[THE DATA — start]

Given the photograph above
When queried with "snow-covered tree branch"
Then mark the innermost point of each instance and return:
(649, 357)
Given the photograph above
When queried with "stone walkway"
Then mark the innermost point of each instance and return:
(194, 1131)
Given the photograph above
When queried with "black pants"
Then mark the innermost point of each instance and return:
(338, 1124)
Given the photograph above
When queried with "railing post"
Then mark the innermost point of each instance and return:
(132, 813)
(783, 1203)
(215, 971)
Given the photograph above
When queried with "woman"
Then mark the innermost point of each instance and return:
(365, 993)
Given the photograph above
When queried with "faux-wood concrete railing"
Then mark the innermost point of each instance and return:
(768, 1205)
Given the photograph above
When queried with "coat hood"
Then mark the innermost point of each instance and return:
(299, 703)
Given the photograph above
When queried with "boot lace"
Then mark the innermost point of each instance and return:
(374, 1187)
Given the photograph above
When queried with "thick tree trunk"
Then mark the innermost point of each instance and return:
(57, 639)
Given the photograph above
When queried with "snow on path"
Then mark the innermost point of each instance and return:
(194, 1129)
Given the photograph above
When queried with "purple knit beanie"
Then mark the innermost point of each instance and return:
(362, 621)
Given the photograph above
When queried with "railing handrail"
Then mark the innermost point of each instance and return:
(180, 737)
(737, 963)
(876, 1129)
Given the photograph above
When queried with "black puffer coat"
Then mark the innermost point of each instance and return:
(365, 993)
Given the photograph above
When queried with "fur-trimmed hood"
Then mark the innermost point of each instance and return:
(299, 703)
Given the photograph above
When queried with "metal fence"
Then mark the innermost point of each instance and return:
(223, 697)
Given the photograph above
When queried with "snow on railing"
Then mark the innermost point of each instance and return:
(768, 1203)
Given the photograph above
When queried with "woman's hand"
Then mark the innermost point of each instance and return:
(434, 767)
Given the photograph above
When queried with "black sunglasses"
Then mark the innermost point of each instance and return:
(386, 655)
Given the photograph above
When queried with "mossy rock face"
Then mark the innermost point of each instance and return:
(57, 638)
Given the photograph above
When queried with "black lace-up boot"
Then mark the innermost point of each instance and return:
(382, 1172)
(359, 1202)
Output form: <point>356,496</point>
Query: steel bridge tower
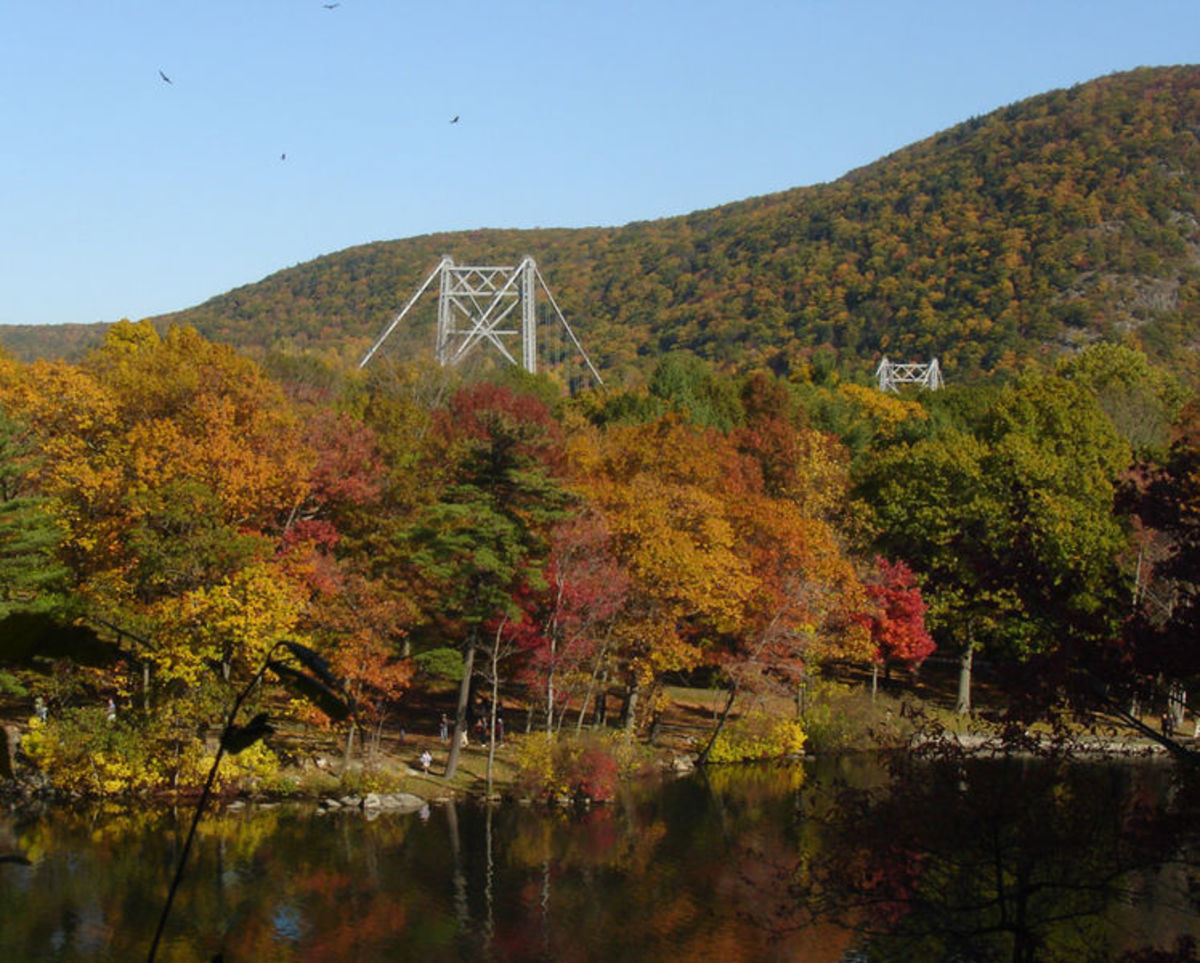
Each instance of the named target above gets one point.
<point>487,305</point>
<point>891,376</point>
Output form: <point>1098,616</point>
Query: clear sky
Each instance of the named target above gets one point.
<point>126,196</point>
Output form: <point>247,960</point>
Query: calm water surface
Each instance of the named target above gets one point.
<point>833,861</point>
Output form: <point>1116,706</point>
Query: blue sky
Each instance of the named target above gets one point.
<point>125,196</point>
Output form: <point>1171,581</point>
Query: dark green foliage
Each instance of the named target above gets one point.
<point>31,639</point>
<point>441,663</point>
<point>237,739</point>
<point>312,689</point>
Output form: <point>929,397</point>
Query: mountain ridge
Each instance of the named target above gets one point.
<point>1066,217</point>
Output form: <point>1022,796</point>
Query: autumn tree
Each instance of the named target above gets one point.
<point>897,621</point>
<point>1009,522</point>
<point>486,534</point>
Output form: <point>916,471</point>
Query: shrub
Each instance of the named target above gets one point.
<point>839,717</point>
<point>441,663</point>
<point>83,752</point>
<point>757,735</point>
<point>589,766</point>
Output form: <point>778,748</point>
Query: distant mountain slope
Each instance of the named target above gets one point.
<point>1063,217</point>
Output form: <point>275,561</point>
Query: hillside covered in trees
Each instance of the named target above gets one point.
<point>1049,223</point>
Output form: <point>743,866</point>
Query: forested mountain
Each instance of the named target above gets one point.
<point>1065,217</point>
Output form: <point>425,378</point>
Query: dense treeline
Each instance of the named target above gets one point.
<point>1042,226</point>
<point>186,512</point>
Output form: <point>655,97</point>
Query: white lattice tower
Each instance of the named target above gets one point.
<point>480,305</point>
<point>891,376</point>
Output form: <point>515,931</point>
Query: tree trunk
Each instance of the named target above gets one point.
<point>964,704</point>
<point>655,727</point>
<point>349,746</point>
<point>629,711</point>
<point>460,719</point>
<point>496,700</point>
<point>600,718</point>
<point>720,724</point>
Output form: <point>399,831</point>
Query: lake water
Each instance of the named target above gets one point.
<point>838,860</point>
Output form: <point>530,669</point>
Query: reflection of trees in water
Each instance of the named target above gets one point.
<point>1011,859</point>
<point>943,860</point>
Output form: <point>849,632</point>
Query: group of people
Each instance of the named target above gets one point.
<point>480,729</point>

[THE DATA — finish]
[THE DATA — start]

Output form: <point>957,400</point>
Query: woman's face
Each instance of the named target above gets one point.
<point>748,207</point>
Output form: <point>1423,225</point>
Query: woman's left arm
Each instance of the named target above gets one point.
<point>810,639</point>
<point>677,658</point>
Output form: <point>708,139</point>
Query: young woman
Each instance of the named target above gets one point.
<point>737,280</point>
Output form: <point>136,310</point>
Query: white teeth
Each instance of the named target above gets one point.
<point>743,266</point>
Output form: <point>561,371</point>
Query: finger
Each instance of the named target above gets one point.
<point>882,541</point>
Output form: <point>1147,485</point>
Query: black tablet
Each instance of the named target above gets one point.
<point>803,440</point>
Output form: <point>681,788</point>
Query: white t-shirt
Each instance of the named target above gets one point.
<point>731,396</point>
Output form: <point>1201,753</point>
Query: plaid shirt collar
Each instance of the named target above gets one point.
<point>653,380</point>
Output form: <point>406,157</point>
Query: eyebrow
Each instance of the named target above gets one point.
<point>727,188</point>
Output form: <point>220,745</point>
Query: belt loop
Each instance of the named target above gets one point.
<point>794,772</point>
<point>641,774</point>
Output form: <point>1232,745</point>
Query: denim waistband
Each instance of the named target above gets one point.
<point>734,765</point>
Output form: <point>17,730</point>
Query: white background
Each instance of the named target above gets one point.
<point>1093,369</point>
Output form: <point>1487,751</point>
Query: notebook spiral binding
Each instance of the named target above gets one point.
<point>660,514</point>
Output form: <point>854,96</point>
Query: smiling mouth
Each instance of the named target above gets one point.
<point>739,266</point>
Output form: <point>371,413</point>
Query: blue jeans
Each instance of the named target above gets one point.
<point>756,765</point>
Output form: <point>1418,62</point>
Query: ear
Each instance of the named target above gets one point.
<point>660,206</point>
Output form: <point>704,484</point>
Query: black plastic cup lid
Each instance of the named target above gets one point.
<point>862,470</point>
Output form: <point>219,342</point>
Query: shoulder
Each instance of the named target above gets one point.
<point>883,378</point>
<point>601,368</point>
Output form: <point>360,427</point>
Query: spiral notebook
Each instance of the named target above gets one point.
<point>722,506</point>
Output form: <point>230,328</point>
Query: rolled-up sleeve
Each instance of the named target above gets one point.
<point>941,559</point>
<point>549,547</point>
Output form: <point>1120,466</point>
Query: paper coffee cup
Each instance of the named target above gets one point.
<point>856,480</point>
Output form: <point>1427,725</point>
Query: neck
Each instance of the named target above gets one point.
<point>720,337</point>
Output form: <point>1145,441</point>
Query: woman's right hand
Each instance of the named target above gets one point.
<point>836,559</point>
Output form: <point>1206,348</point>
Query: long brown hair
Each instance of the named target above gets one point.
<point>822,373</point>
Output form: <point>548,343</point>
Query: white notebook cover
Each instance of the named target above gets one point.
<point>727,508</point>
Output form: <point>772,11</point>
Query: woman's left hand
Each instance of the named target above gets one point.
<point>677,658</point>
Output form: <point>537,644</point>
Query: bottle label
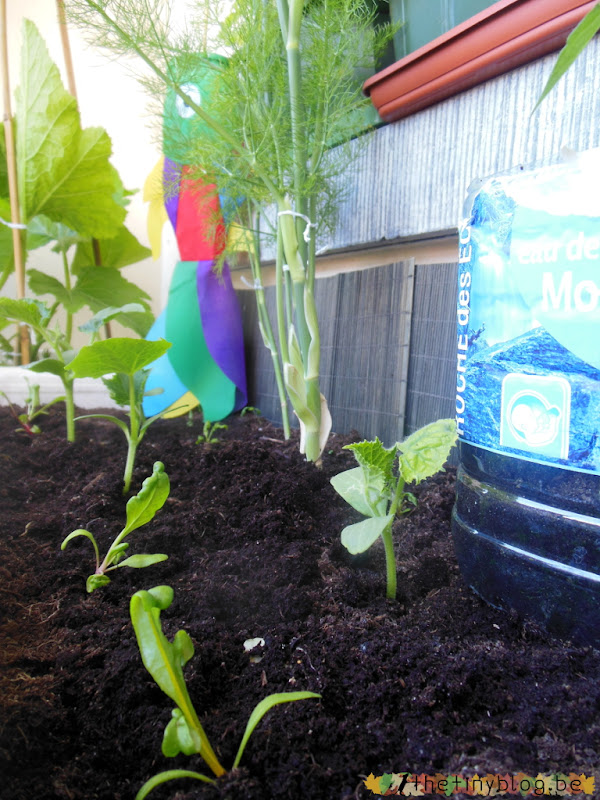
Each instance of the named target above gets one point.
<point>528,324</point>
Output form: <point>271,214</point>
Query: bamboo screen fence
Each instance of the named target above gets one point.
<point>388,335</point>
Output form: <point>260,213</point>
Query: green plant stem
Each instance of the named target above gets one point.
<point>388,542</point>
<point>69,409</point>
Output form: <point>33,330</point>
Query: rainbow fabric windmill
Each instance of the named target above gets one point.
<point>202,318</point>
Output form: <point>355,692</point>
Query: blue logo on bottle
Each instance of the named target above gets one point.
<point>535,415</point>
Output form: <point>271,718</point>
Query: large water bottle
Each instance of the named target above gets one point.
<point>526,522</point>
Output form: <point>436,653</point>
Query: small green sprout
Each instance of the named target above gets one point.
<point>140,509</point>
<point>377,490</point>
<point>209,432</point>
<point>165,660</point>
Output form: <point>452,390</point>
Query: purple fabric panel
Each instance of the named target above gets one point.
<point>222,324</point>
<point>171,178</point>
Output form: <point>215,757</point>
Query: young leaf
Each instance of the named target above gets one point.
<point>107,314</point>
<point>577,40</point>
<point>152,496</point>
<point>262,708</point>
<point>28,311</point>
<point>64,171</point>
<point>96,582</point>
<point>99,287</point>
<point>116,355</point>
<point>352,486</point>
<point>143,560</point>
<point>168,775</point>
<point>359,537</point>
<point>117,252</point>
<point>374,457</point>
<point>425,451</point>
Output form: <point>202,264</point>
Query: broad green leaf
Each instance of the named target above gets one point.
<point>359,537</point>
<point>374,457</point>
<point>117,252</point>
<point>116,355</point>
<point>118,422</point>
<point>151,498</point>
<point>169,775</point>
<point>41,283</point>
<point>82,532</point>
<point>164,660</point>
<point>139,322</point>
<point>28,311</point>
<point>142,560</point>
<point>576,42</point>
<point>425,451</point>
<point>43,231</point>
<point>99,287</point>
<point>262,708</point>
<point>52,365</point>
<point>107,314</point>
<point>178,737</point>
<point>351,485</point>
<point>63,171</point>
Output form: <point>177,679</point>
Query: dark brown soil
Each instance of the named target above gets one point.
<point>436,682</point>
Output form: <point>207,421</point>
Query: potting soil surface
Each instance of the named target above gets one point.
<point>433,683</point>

[THE DATA — finish]
[THE DATA — start]

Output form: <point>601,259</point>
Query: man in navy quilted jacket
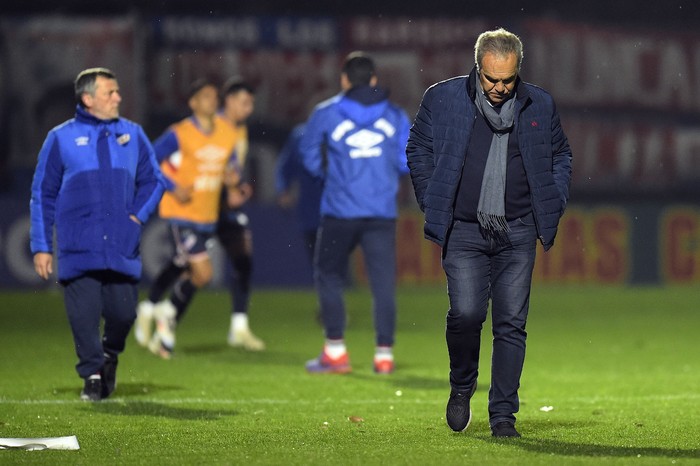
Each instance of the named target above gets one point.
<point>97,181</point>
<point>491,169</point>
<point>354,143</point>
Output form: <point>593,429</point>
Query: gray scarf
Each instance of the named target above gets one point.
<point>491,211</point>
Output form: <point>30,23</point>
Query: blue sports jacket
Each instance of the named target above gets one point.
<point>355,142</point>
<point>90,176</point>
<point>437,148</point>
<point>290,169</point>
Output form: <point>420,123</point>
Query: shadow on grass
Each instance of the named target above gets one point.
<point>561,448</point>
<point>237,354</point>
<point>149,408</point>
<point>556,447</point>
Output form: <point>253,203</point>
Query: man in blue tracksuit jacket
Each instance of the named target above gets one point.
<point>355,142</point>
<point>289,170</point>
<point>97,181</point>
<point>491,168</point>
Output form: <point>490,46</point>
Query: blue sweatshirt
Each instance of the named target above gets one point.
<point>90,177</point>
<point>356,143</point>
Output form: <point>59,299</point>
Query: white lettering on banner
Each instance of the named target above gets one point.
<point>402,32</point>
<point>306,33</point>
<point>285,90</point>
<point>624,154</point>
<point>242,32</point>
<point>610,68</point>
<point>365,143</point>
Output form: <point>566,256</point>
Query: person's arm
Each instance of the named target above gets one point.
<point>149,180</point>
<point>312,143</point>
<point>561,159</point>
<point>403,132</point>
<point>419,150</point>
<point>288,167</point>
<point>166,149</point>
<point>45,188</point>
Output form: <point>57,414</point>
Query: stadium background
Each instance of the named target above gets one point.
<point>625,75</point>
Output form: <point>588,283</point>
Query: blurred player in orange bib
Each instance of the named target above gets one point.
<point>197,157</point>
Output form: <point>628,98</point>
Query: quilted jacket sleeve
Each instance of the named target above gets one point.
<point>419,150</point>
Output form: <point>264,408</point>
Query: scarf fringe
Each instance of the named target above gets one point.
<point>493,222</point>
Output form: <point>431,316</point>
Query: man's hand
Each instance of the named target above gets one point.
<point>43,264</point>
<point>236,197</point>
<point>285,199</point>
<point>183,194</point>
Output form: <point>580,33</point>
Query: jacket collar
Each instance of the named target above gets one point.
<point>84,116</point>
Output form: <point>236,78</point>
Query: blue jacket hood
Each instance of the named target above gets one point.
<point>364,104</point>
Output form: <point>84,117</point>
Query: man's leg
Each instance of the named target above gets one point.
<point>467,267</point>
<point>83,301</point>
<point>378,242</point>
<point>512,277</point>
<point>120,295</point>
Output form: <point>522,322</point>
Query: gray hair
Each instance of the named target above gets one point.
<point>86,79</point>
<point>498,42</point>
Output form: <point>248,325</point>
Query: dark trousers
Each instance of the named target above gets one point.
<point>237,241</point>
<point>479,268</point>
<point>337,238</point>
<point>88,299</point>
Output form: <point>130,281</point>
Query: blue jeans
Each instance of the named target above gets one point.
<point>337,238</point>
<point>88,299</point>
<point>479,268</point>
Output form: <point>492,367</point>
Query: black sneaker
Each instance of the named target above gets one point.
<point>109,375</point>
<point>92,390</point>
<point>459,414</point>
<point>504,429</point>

[THE DATA — finish]

ABOUT THIS TASK :: Print the lines above from the one with "Output form: <point>515,931</point>" through the one with "Query: lake water", both included, exactly as written and nothing more.

REPLY TO THE EXERCISE ::
Output form: <point>515,931</point>
Query: tree trunk
Each instance of the named target above gets one point.
<point>964,704</point>
<point>655,727</point>
<point>349,746</point>
<point>629,711</point>
<point>460,719</point>
<point>496,700</point>
<point>600,718</point>
<point>720,724</point>
Output form: <point>399,831</point>
Query: lake water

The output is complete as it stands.